TEXTO FORNECIDO:
Na Itália, os serviços sociais já nos conhecem e encaminham as pessoas. Mas não fazemos qualquer distinção de pessoas, acolhemos todos os que precisam. Se alguém nos faz esse pedido, analisamos a situação na reunião da região e verificamos se temos possibilidade de o aceitar numa das nossas casas, seja em Portugal, seja em qualquer outra parte do mundo.
Também estamos abertos a pedidos de acolhimento de pessoas com problemas de drogas ou álcool. Dada a minha experiência na Rússia com estas situações, por exemplo, virá na próxima semana para a minha casa uma rapariga francesa que tem problemas com álcool, para uma avaliação da possível necessidade de um programa terapêutico mais específico.
Mas muitos necessitados não procuram ajuda, não vêm sozinhos, somos nós que vamos ao seu encontro nas ruas e nos mais diversos locais onde se encontram. Vamos à rua dar comida a pessoas sem abrigo, oferecemos-lhes pousada, banho e, sobretudo, a nossa amizade.
Em Portugal, mais concretamente em Fátima, fazem também esse trabalho?
Como disse, aqui estamos mais dedicados à oração e temos uma casa-família constituída. Mas a realidade portuguesa está muito institucionalizada, tem centros de dia, lares, casas de acolhimento, centros de tratamento. É um território difícil para o nosso modo de agir, que é tratar cada pessoa como única e proporcionar-lhe uma vida em ambiente de família, não em grandes centros comunitários. Em Itália fecharam a maioria desses institutos e trabalha-se muito mais na base do acolhimento em famílias.
O ano passado andei na rua um dia por semana, a contactar e ajudar pessoas sem-abrigo, e estou a pensar fazer algum trabalho em parceria com o Centro de Acolhimento de Leiria. Mas somos poucos aqui, não temos grande capacidade de trabalho social. A maioria das pessoas que nos procuram são as que vivem sozinhas e precisam, sobretudo, de ser ouvidas, de uma palavra amiga, de um pouco de companhia.
Digamos que estamos ainda a tentar perceber quais as principais necessidades e como podemos adaptar a elas a nossa capacidade de resposta.
A quem precisar de vós e aos diocesanos de Leiria-Fátima, em geral, uma mensagem…
A nossa principal luta é acabar com as injustiças sociais e outras causas da pobreza, do abandono e da marginalização das pessoas. Nisso, todos podem ajudar, porque essa é, no fundo, uma vocação comum a todo o cristão.

LINHAS FORNECIDAS:
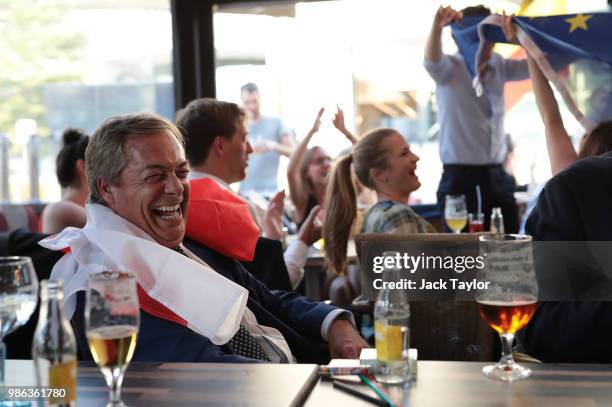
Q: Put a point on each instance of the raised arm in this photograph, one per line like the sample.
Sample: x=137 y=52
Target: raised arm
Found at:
x=296 y=189
x=338 y=122
x=444 y=16
x=560 y=148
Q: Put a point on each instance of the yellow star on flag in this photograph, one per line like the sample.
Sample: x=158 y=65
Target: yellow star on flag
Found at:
x=579 y=21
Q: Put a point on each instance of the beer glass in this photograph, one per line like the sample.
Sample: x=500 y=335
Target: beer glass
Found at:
x=111 y=321
x=509 y=302
x=455 y=212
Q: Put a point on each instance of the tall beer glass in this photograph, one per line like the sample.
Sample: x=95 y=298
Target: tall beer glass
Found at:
x=112 y=319
x=510 y=300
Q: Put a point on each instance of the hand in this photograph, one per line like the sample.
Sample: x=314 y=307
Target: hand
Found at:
x=272 y=222
x=344 y=340
x=338 y=120
x=444 y=16
x=310 y=231
x=317 y=123
x=509 y=28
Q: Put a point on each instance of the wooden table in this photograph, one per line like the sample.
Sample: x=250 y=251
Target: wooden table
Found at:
x=455 y=384
x=188 y=384
x=439 y=384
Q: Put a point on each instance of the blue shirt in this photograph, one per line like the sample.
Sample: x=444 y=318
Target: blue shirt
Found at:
x=262 y=171
x=471 y=127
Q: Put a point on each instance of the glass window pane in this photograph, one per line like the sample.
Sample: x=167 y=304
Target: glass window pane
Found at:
x=69 y=63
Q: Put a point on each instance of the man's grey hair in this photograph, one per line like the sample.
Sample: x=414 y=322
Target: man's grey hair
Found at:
x=106 y=156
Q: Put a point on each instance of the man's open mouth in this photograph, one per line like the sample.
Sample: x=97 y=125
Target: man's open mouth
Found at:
x=168 y=211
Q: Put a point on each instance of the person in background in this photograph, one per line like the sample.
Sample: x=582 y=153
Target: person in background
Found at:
x=218 y=149
x=382 y=161
x=472 y=137
x=70 y=170
x=309 y=169
x=270 y=139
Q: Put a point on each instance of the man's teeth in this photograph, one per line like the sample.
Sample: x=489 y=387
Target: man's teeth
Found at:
x=168 y=208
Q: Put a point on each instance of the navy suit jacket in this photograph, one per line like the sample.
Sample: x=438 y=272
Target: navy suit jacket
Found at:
x=298 y=319
x=575 y=205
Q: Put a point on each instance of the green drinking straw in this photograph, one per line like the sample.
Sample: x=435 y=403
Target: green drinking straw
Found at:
x=379 y=392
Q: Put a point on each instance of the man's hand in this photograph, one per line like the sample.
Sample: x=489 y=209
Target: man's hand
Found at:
x=508 y=28
x=344 y=340
x=317 y=124
x=272 y=222
x=444 y=16
x=338 y=122
x=310 y=231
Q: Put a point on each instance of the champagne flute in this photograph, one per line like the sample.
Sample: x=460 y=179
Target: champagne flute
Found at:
x=18 y=298
x=510 y=300
x=112 y=319
x=455 y=212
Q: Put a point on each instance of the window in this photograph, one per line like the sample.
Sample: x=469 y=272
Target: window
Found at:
x=69 y=63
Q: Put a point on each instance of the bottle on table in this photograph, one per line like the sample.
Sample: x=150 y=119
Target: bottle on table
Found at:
x=497 y=221
x=54 y=348
x=391 y=329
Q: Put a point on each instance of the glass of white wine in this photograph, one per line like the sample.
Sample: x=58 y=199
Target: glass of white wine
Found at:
x=18 y=298
x=112 y=319
x=455 y=212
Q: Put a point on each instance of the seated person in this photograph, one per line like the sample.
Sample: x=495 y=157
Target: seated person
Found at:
x=217 y=148
x=193 y=309
x=70 y=170
x=573 y=206
x=382 y=161
x=308 y=169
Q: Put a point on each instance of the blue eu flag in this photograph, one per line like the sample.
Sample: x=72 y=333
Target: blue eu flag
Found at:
x=582 y=42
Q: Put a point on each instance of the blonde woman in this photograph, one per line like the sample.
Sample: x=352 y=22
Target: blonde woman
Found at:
x=382 y=161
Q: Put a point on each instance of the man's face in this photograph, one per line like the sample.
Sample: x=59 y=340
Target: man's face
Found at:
x=250 y=102
x=153 y=190
x=236 y=152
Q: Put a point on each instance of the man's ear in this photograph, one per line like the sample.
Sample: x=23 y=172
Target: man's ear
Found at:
x=107 y=191
x=80 y=164
x=218 y=146
x=378 y=175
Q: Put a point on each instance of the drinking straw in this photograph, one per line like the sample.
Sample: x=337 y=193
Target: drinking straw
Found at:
x=349 y=390
x=379 y=392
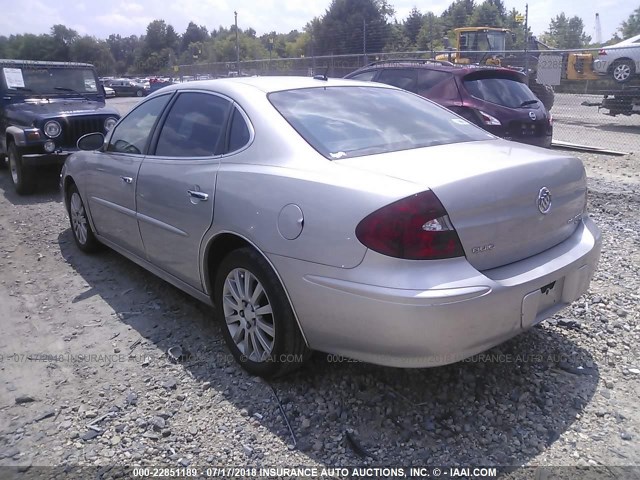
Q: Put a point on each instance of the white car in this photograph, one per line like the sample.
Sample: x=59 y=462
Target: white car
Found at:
x=621 y=60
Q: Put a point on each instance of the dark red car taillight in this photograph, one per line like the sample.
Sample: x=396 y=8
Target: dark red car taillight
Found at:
x=414 y=228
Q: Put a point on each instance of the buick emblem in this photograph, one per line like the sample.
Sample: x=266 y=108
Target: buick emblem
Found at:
x=544 y=200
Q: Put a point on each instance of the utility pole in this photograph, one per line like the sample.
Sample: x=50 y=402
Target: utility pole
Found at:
x=364 y=40
x=237 y=45
x=526 y=40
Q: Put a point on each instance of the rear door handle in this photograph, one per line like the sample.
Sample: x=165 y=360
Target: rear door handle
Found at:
x=198 y=195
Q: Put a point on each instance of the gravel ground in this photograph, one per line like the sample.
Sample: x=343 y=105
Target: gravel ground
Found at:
x=85 y=370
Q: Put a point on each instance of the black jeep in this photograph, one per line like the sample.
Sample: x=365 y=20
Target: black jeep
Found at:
x=45 y=107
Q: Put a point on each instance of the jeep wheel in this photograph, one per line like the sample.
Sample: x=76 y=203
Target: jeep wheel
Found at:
x=622 y=70
x=80 y=226
x=22 y=177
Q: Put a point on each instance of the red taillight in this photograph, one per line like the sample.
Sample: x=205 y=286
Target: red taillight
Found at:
x=414 y=228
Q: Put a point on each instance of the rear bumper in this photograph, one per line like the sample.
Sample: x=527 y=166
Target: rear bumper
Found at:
x=44 y=159
x=420 y=314
x=544 y=141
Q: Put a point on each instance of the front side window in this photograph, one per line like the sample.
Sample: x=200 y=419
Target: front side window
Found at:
x=343 y=122
x=132 y=133
x=194 y=126
x=502 y=91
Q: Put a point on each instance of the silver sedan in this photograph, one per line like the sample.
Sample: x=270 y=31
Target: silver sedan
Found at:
x=346 y=217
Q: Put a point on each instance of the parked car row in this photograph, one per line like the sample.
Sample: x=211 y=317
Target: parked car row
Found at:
x=349 y=217
x=495 y=99
x=127 y=87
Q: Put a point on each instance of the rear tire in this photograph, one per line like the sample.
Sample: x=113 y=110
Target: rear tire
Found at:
x=80 y=226
x=259 y=326
x=623 y=70
x=21 y=176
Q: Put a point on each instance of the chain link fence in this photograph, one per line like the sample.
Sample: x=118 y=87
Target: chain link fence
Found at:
x=590 y=107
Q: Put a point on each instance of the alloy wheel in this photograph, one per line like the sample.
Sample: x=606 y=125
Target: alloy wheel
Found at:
x=78 y=218
x=248 y=315
x=621 y=72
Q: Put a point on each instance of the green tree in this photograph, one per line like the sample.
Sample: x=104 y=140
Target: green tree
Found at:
x=397 y=40
x=458 y=14
x=430 y=36
x=413 y=24
x=631 y=26
x=194 y=34
x=487 y=14
x=62 y=40
x=566 y=32
x=342 y=29
x=88 y=49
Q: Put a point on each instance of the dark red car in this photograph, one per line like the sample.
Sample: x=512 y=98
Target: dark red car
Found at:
x=496 y=99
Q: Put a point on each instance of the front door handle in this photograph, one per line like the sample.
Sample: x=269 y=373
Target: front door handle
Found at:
x=198 y=195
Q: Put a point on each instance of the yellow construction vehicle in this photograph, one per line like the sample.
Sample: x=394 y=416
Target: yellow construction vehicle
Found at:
x=494 y=46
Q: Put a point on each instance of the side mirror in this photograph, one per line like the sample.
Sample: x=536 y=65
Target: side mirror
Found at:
x=90 y=141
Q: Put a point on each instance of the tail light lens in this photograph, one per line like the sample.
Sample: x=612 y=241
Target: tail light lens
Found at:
x=488 y=119
x=414 y=228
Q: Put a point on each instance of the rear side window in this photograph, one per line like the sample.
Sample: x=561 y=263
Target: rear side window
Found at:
x=239 y=134
x=502 y=91
x=132 y=133
x=343 y=122
x=405 y=78
x=193 y=126
x=427 y=79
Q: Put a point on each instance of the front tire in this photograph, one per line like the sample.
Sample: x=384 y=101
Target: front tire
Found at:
x=21 y=176
x=544 y=93
x=80 y=227
x=623 y=70
x=259 y=326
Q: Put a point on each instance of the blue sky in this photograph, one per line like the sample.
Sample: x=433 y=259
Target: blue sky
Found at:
x=128 y=17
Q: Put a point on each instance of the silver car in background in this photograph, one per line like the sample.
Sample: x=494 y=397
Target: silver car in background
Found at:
x=620 y=60
x=346 y=217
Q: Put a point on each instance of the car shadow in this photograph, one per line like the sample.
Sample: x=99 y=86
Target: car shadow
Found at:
x=600 y=125
x=503 y=407
x=47 y=189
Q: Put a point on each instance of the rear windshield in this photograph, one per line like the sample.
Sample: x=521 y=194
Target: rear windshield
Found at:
x=38 y=79
x=342 y=122
x=503 y=91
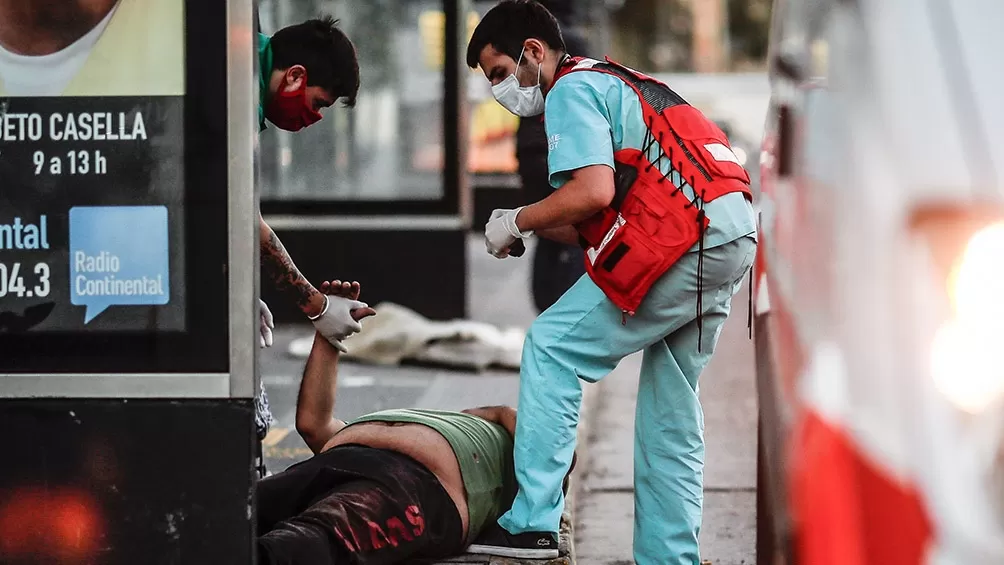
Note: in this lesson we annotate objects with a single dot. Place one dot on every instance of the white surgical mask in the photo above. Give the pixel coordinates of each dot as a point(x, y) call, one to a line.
point(524, 101)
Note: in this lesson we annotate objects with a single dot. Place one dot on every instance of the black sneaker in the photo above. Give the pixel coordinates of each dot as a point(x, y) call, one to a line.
point(528, 545)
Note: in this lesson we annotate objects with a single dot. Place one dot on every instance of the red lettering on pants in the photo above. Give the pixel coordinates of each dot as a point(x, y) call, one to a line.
point(414, 516)
point(378, 538)
point(348, 544)
point(395, 527)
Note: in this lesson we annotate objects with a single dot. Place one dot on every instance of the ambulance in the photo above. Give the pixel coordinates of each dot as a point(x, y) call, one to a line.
point(879, 288)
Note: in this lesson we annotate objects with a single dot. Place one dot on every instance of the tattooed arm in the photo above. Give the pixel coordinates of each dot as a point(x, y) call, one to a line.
point(278, 269)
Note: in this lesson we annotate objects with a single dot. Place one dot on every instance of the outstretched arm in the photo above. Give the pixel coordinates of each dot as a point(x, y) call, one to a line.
point(279, 270)
point(564, 234)
point(315, 420)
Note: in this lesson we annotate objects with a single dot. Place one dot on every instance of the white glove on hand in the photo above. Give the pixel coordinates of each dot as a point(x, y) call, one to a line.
point(335, 321)
point(265, 339)
point(501, 232)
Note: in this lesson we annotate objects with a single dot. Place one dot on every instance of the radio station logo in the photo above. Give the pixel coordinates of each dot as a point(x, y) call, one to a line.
point(118, 257)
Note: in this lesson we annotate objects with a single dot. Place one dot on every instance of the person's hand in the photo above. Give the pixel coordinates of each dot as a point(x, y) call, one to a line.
point(501, 232)
point(267, 325)
point(342, 312)
point(348, 290)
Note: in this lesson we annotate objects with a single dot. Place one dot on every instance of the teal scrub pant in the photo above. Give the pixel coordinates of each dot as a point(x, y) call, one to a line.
point(581, 337)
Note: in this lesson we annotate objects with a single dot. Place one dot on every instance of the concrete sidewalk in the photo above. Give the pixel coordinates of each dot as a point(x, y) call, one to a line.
point(604, 516)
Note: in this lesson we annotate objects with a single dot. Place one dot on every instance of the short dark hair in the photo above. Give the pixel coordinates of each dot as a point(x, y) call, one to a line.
point(326, 53)
point(509, 24)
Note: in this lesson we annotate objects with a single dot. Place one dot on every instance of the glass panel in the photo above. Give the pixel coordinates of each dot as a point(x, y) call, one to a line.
point(390, 147)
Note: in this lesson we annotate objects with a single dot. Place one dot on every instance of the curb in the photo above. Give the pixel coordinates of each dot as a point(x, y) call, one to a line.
point(566, 535)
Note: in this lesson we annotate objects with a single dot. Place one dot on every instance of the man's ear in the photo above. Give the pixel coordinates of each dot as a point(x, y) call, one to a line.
point(294, 78)
point(535, 49)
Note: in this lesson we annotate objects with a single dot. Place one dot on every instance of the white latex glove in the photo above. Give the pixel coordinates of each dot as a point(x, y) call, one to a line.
point(267, 325)
point(335, 321)
point(501, 232)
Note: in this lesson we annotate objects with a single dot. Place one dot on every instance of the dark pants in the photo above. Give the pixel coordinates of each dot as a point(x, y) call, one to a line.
point(355, 504)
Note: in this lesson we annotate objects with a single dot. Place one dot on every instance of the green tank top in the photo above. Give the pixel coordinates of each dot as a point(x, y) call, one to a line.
point(484, 452)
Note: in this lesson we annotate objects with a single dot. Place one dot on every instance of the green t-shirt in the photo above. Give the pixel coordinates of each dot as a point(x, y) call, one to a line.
point(484, 452)
point(264, 69)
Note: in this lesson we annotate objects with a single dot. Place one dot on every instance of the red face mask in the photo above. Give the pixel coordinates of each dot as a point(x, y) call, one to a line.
point(290, 110)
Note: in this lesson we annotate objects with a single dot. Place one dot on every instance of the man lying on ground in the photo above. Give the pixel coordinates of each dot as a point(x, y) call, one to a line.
point(388, 487)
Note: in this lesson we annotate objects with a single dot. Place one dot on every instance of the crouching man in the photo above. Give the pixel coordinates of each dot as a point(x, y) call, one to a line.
point(389, 487)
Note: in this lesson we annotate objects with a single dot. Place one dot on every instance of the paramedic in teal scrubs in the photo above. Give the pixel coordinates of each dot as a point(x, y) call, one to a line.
point(588, 115)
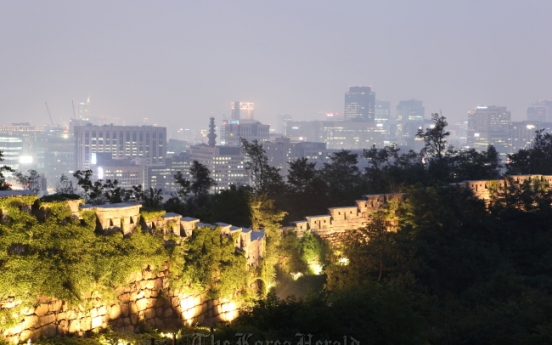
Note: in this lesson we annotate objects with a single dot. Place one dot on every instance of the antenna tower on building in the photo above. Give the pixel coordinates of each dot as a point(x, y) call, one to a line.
point(212, 135)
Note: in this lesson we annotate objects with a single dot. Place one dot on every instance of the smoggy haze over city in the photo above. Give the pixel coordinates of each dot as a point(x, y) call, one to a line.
point(180, 62)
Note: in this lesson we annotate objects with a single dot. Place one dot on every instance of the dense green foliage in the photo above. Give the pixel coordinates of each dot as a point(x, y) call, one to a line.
point(213, 264)
point(58, 255)
point(63, 257)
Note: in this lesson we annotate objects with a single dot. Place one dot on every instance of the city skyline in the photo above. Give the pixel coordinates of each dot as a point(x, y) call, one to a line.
point(186, 62)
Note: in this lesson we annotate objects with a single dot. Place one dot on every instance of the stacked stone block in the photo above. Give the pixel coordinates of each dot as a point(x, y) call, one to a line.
point(147, 300)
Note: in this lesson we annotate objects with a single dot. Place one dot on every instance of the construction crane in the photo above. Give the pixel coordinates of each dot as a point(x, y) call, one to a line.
point(74, 113)
point(48, 109)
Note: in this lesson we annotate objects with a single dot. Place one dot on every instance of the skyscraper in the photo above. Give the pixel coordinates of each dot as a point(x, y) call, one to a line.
point(540, 111)
point(382, 115)
point(147, 143)
point(410, 117)
point(360, 104)
point(489, 125)
point(242, 110)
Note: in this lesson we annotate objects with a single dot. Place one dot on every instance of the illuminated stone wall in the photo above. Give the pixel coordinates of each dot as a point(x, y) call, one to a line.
point(340, 219)
point(147, 300)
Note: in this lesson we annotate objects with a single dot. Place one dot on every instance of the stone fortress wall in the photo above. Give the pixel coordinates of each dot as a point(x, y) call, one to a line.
point(148, 298)
point(340, 219)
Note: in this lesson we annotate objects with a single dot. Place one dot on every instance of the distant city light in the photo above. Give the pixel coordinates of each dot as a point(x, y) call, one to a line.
point(25, 159)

TAREFAS A REALIZAR:
a) Copie do texto sobre o acolhimento o trecho que se inicia com as palavras que contêm "Mas muitos necessitados" e termina em "a nossa amizade.".
b) Segundo o texto sobre o acolhimento, com que instituição se pensa fazer algum trabalho em parceria?
c) Prossiga o texto sobre o acolhimento a partir da sua última frase.

RESPOSTAS ÀS TAREFAS:
a)
Mas muitos necessitados não procuram ajuda, não vêm sozinhos, somos nós que vamos ao seu encontro nas ruas e nos mais diversos locais onde se encontram. Vamos à rua dar comida a pessoas sem abrigo, oferecemos-lhes pousada, banho e, sobretudo, a nossa amizade.

b) Com o Centro de Acolhimento de Leiria.

c)
Por outro lado, o nosso ideal é proporcionar a cada criança, adolescente ou jovem uma família, não uma casa de acolhimento. Então, cada família da diocese deve perguntar-se se não pode acolher outros em necessidade. Esse é um percurso que implica a sensibilização e a formação, um “regenerar no amor”, como dizia o nosso fundador. Propomos a todos essa vocação de oferecer ao que foi abandonado pela sociedade a dignidade de ter família, que é um direito humano fundamental.
A “noviça” Brunella
Não é bem um noviciado, mas algo parecido, este período de amadurecimento e verificação vocacional. Brunella chegou no dia 2 deste mês e no dia seguinte acompanhou a irmã Leonarda na nossa entrevista. E contou-nos um pouco da sua história.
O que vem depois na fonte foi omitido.